Aim:
Please copy out everything from the line containing "Could you point out the man in" down to the line containing "column 269, row 648", both included, swapping "marker" for "dot" and leaving all else unchanged.

(Pointing dataset rows)
┌──
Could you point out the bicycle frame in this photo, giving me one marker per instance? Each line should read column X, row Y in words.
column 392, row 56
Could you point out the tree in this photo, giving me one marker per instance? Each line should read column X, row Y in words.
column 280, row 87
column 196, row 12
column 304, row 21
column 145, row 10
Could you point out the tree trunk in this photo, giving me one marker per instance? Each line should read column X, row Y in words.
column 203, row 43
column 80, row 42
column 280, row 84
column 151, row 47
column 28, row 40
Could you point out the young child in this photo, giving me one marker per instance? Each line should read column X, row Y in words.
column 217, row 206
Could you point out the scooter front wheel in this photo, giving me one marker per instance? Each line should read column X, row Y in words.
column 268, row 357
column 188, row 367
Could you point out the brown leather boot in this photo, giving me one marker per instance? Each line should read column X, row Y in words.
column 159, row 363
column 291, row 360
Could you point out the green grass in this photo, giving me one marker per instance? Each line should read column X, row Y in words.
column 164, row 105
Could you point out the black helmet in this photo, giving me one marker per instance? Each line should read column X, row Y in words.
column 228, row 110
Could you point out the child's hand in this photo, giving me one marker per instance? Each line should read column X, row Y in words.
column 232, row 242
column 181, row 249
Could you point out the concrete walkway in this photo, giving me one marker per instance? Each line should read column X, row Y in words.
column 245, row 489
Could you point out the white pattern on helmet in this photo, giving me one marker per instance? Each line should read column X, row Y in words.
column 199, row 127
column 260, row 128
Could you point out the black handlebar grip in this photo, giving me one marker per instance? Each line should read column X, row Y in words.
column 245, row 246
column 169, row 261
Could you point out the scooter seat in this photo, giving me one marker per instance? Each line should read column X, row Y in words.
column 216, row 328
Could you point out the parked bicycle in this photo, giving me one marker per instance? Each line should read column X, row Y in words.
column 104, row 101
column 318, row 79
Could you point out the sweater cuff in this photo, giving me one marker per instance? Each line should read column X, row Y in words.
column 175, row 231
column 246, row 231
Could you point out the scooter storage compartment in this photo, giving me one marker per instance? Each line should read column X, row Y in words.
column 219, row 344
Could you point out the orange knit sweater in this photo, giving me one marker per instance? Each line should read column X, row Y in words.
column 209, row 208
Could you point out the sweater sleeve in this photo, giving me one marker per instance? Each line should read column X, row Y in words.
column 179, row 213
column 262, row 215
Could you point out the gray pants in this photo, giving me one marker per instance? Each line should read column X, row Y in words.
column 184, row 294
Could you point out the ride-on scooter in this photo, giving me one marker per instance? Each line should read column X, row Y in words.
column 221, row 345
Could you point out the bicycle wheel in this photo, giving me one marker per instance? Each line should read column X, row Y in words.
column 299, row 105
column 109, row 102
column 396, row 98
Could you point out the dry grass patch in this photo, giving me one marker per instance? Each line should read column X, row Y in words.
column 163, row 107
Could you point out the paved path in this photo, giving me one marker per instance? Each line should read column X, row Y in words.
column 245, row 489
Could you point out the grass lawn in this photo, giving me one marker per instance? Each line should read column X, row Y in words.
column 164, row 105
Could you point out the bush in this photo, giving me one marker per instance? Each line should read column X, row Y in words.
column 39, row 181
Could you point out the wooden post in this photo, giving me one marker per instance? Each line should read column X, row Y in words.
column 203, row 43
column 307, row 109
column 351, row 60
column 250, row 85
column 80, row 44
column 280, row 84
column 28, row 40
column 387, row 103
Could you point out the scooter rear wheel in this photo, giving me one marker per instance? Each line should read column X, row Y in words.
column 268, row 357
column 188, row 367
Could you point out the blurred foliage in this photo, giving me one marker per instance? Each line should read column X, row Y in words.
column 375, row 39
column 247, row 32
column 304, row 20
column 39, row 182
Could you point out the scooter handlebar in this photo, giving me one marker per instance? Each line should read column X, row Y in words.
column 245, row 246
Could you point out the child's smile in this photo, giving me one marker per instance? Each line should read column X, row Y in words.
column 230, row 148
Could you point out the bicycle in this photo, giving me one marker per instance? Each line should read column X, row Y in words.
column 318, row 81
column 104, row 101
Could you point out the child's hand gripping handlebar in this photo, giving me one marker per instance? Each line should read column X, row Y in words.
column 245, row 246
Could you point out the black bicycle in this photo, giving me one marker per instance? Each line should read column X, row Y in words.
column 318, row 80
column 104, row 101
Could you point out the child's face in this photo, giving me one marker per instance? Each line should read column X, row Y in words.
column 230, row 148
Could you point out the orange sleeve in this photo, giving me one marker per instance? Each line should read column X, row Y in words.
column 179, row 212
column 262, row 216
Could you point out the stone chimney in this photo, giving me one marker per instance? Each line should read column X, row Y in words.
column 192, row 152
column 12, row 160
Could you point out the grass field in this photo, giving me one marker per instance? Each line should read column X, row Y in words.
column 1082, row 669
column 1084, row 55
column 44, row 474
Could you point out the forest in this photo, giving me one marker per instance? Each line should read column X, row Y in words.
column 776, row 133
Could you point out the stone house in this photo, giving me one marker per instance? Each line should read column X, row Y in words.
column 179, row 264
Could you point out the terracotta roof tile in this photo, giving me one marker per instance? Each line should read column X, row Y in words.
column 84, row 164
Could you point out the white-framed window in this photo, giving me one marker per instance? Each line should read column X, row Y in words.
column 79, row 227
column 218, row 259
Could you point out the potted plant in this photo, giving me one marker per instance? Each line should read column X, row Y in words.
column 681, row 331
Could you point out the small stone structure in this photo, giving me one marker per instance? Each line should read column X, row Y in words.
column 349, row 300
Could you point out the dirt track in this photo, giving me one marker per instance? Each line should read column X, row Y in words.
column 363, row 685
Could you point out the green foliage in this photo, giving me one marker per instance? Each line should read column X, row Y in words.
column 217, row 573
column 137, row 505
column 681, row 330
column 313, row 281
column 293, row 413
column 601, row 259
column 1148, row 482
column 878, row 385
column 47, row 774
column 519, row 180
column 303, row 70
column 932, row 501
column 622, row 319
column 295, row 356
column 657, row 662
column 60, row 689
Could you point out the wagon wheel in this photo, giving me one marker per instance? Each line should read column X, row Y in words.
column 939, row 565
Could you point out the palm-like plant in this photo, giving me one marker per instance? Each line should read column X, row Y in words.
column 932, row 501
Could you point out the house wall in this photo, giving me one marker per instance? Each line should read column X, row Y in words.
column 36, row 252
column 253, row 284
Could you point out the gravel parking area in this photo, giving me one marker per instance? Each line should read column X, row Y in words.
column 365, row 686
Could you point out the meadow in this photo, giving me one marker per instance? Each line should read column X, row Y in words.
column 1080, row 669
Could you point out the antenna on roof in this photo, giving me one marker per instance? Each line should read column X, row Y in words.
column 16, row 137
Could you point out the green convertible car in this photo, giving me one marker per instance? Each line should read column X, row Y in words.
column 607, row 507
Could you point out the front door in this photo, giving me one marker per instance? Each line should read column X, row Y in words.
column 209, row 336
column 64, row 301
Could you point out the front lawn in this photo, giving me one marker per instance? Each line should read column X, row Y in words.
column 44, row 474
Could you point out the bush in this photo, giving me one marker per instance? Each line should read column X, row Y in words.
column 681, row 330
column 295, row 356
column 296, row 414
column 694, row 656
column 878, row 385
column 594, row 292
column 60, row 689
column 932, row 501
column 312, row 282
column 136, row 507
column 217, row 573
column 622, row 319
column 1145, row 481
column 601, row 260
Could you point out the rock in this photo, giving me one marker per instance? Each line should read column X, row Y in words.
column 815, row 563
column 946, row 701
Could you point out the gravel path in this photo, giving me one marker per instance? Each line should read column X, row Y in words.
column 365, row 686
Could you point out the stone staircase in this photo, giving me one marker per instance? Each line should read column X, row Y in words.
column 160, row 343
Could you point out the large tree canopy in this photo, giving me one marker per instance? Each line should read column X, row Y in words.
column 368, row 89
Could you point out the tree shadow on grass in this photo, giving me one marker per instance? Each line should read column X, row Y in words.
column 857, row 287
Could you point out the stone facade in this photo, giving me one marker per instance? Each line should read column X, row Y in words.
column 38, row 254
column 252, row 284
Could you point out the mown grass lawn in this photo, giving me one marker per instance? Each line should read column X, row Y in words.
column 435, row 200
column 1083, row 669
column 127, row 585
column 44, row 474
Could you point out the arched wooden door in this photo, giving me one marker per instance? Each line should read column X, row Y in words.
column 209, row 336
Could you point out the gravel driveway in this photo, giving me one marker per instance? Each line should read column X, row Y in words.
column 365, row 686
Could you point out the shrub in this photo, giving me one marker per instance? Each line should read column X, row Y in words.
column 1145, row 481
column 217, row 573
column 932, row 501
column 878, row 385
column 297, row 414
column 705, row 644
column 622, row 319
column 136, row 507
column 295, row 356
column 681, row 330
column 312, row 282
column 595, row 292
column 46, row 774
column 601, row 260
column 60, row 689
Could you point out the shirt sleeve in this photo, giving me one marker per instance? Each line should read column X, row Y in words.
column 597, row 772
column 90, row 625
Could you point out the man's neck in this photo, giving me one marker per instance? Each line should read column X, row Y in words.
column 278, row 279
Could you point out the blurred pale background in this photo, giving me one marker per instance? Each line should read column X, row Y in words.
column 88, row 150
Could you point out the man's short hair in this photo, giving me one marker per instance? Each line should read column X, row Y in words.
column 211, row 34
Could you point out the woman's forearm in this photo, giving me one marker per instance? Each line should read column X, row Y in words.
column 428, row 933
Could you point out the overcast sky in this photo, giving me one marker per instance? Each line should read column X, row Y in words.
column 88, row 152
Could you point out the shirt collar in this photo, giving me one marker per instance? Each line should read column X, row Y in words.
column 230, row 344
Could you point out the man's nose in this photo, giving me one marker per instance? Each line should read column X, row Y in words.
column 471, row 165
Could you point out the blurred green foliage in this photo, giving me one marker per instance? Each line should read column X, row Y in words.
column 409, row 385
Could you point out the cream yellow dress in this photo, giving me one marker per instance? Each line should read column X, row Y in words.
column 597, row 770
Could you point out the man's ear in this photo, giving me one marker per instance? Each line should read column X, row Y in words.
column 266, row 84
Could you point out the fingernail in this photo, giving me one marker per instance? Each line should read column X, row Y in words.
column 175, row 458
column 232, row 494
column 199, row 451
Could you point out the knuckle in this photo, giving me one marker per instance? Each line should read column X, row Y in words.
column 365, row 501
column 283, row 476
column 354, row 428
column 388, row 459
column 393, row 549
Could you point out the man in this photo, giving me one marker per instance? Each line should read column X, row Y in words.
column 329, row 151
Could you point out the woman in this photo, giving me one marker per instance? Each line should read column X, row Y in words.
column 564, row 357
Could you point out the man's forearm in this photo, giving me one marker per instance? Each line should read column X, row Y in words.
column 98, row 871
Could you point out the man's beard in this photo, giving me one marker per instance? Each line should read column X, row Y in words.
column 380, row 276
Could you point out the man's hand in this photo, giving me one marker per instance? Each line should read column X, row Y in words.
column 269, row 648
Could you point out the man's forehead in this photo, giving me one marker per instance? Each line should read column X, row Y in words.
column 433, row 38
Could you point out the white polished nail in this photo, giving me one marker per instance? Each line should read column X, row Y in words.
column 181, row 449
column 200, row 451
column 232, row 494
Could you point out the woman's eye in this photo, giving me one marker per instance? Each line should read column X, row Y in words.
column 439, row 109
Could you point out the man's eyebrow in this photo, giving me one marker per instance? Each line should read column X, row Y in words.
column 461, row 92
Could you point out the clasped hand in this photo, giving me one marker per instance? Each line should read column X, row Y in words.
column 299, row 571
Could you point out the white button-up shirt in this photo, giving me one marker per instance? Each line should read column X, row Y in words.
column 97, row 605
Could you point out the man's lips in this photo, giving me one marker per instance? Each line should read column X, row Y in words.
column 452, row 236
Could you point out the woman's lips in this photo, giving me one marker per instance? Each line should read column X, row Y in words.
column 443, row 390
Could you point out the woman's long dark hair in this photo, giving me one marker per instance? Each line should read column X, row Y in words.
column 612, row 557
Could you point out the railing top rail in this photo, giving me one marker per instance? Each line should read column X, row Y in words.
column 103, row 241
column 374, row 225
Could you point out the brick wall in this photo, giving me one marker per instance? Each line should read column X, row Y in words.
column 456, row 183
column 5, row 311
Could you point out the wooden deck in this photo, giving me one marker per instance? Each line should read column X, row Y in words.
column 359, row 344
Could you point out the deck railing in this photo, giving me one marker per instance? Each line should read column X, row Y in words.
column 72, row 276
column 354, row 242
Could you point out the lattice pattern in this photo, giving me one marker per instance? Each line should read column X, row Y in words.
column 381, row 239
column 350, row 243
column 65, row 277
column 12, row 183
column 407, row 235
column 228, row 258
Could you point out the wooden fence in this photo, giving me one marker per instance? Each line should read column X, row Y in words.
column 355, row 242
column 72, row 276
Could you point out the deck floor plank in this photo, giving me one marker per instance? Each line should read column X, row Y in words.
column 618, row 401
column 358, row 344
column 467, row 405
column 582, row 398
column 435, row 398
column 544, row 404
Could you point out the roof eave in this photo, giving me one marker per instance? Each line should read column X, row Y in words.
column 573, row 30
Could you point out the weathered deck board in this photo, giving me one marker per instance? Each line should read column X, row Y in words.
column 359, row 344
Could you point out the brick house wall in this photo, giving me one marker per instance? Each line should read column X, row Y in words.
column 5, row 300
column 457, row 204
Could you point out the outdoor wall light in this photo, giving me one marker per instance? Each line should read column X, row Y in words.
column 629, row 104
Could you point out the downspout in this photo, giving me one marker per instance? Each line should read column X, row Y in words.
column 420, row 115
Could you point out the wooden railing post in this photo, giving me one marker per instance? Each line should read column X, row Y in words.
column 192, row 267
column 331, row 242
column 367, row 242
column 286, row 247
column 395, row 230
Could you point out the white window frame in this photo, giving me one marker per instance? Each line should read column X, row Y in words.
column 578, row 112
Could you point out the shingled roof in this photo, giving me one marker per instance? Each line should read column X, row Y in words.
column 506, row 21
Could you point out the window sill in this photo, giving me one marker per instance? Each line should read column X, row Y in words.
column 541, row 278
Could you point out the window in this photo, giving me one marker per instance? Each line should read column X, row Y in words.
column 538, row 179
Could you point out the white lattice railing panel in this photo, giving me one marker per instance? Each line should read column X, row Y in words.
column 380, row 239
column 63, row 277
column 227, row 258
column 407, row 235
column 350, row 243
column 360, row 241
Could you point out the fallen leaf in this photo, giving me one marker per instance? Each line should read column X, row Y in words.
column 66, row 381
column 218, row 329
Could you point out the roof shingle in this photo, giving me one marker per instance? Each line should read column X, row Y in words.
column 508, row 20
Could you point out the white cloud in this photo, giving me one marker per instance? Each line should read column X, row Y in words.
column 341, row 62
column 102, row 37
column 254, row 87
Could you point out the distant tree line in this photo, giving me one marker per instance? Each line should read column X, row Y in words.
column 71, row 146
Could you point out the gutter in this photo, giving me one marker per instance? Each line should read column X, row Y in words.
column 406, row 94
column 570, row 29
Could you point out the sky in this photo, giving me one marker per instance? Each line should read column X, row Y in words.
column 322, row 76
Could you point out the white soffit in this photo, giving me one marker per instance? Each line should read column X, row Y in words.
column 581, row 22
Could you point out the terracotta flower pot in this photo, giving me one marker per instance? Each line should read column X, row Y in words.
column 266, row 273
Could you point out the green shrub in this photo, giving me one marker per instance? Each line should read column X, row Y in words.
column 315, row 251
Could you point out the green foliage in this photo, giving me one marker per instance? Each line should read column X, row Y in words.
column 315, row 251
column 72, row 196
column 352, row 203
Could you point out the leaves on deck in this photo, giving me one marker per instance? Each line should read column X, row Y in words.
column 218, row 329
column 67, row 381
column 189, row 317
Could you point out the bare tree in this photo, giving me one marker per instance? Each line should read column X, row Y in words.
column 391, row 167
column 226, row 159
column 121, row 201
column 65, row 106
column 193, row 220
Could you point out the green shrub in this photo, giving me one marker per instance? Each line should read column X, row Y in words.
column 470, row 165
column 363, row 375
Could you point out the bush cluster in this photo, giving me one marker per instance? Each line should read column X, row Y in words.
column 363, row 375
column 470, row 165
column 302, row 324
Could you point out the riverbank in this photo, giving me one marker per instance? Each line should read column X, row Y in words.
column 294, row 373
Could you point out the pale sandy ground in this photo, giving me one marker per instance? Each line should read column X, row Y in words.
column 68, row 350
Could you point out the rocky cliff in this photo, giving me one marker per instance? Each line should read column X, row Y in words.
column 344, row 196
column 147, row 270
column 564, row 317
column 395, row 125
└──
Response to this task:
Could you point out the man in this photo, giving me one dot per instance? Each line should read column X, row Y in words.
column 329, row 151
Could you point out the woman in this photo, giving me one dot per instance? Each line should read column X, row Y in words.
column 564, row 357
Could you point out the man's forearm in this photo, giving me one dot per instance? Each line should read column X, row Y in words.
column 98, row 871
Could you point out the man's beard in this photo, giving me one dot per instance? Each line should read column X, row Y in words.
column 380, row 276
Could you point out the man's hand in this photo, giving me one dot per instance? Each line should read column X, row Y in words.
column 269, row 648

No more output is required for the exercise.